--- START ---

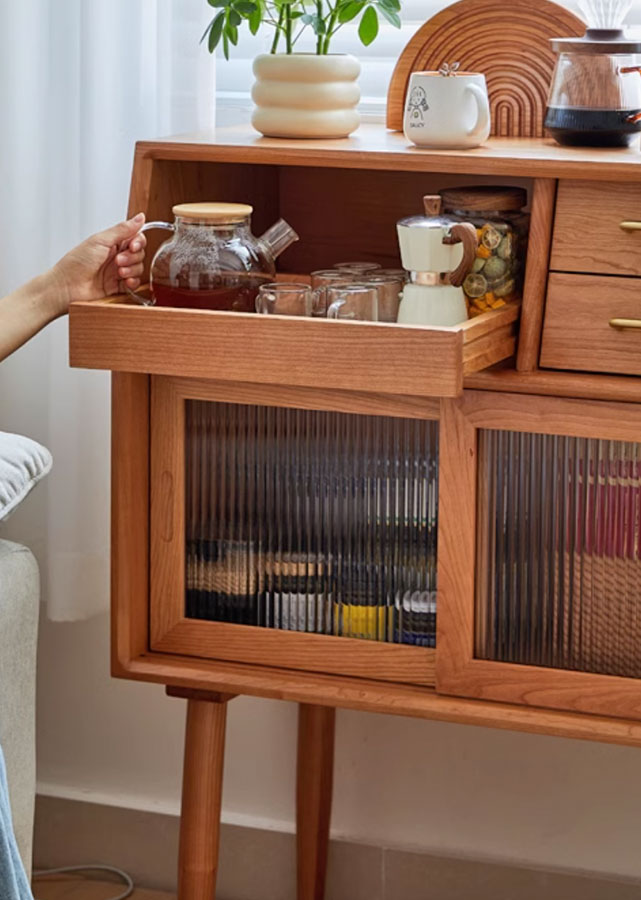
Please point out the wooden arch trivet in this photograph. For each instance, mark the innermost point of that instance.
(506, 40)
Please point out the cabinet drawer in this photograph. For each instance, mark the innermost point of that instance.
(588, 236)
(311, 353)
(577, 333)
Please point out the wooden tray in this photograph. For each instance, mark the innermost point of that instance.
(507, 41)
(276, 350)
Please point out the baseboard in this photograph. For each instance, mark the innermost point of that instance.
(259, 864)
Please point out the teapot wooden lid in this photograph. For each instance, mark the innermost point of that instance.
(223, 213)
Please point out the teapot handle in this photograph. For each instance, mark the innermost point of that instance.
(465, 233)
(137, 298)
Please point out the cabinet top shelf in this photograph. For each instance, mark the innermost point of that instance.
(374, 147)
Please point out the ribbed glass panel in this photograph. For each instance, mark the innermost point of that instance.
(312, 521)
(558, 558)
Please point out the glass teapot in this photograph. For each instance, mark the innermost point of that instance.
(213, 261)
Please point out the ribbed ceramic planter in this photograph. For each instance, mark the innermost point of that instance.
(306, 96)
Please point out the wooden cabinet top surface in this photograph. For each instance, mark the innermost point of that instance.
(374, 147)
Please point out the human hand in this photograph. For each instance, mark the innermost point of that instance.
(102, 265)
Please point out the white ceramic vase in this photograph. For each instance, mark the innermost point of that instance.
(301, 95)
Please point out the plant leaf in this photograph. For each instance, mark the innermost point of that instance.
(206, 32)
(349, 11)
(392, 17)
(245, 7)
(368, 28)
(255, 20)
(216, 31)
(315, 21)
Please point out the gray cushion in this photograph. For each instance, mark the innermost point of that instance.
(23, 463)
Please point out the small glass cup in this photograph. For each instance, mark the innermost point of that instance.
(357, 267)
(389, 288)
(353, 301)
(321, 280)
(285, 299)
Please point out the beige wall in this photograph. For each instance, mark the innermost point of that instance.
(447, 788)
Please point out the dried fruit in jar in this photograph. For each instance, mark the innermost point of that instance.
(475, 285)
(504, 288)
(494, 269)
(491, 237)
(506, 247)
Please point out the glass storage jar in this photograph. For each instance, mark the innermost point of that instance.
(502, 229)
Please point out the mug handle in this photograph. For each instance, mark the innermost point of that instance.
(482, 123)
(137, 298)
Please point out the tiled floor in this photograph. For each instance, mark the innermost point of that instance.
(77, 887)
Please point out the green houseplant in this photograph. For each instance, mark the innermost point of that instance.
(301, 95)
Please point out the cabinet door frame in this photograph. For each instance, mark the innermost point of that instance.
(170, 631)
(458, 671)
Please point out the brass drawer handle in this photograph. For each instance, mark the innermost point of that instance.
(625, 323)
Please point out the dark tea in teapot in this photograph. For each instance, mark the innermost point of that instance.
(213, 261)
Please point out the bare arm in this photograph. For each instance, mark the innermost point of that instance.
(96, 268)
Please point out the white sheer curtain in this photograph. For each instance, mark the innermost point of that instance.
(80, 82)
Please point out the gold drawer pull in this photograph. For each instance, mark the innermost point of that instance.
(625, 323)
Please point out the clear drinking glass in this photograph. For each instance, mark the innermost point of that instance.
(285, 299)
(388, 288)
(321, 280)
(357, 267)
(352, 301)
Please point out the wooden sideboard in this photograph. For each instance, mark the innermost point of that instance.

--- END ---
--- START ---

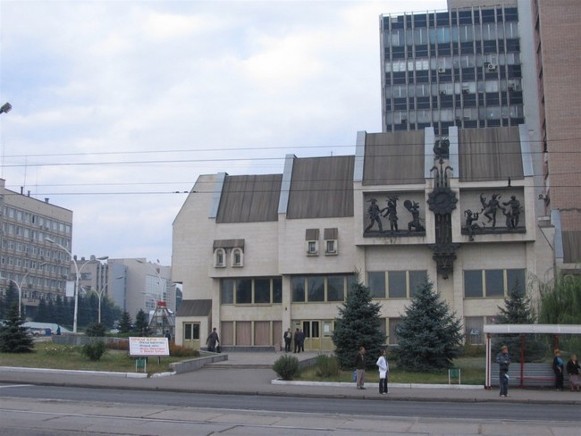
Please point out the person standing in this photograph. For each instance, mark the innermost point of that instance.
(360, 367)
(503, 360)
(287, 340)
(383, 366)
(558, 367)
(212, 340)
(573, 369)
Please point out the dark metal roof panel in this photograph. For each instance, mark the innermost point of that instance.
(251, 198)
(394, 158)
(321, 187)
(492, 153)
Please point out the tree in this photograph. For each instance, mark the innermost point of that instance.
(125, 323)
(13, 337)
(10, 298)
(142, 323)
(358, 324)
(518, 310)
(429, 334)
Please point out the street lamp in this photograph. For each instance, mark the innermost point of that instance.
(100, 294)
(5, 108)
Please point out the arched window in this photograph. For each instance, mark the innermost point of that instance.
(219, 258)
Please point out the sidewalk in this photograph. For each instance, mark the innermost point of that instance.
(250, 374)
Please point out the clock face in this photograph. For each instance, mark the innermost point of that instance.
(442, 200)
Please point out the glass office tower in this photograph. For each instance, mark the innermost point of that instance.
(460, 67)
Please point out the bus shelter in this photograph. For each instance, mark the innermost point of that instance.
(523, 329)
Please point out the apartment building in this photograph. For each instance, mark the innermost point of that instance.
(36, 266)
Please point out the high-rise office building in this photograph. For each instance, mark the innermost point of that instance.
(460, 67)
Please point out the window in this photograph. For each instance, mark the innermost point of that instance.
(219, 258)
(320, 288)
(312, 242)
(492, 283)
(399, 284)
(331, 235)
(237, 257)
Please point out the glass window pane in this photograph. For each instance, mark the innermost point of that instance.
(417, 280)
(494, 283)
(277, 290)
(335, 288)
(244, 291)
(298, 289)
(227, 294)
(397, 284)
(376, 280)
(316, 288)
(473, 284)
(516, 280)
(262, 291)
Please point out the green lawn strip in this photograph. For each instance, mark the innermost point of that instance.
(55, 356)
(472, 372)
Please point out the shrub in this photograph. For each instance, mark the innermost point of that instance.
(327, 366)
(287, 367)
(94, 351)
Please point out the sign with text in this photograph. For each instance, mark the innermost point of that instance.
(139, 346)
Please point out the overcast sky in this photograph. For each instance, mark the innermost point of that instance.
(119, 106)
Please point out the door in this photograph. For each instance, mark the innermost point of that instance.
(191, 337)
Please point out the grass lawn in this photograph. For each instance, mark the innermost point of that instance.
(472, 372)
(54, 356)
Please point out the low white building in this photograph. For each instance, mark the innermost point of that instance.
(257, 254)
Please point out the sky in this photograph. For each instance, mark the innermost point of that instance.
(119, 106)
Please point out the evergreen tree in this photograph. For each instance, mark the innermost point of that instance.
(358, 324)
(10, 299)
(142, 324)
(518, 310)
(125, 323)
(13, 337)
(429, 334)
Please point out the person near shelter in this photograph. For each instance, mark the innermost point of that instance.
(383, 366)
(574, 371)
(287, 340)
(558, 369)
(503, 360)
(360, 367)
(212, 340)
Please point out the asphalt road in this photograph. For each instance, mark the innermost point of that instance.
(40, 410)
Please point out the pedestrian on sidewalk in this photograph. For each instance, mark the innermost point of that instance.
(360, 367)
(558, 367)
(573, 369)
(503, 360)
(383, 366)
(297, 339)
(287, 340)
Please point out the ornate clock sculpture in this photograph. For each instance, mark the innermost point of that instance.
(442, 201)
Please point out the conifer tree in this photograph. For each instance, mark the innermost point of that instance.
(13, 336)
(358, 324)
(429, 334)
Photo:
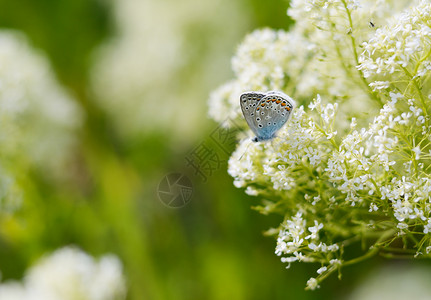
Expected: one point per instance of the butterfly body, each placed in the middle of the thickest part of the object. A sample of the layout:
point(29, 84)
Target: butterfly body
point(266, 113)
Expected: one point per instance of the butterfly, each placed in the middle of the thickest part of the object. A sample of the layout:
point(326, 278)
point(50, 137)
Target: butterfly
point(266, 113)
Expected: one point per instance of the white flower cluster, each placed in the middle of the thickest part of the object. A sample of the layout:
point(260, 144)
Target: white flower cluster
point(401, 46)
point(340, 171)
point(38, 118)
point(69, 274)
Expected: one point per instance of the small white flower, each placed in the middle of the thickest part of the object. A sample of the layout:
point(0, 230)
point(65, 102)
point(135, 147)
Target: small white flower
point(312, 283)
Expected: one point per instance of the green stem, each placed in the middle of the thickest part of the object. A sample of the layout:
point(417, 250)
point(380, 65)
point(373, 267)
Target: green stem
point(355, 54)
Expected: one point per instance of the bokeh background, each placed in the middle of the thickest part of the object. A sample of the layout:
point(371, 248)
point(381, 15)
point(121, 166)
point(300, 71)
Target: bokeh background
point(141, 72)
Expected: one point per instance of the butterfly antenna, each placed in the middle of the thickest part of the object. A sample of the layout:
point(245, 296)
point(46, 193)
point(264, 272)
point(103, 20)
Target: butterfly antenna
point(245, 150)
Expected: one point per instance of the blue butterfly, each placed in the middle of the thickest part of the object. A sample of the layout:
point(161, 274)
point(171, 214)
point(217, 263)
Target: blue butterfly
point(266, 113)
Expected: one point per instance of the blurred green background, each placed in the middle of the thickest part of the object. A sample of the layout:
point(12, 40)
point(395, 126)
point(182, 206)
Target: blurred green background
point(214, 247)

--- END ---
--- START ---

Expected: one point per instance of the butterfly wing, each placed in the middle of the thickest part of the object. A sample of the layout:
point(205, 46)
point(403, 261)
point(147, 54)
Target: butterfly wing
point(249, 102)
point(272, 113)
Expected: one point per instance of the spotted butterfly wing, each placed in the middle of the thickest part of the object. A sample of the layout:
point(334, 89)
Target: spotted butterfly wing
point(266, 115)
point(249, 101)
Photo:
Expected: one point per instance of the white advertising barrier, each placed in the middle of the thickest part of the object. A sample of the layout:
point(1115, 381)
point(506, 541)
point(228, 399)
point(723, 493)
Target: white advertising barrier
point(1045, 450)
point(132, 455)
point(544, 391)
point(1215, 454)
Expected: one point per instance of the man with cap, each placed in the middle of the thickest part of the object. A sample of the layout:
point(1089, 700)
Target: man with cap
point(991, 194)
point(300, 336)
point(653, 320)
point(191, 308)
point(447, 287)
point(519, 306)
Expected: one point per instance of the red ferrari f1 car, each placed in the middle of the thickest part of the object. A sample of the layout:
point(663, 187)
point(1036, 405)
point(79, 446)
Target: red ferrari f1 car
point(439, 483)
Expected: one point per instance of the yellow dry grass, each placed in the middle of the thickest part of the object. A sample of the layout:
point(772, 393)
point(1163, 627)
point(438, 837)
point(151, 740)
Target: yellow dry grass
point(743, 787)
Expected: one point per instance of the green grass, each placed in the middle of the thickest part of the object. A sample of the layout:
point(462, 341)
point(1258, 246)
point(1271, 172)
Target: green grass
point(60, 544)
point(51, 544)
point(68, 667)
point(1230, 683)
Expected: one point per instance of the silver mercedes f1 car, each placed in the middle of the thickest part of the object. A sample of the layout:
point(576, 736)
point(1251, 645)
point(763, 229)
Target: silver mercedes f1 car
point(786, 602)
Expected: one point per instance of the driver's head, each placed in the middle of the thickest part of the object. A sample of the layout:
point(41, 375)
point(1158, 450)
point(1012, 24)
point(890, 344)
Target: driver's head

--- END ---

• **How to complete this task**: "head" is the word to look for; copy every line of the data that has it.

• **Finished exercise**:
Expected: one point per instance of the driver's head, each placed in the middle of the thickest part of the object. A sample of the layout:
Target: driver's head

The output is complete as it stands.